** start Dataset rows **

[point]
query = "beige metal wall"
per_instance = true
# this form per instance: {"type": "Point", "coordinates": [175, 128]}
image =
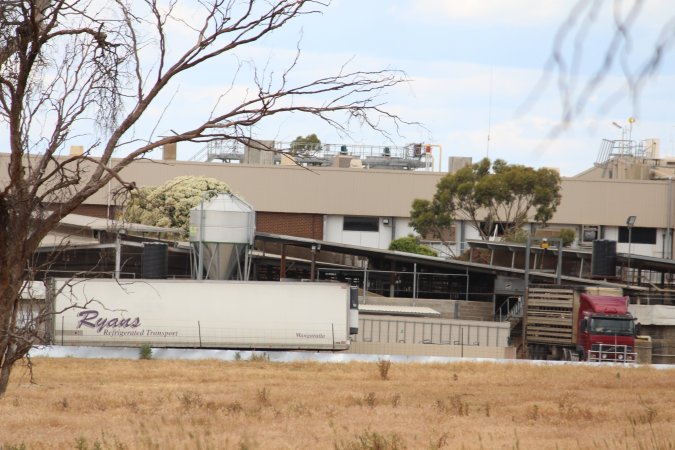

** end Dataset rows **

#### [Set problem]
Retype every line of the rows above verbatim, without the pictures.

#### [Response to this exercise]
[point]
query = "beige metal wall"
per_instance = true
# this form per instance: {"type": "Point", "coordinates": [175, 128]}
image =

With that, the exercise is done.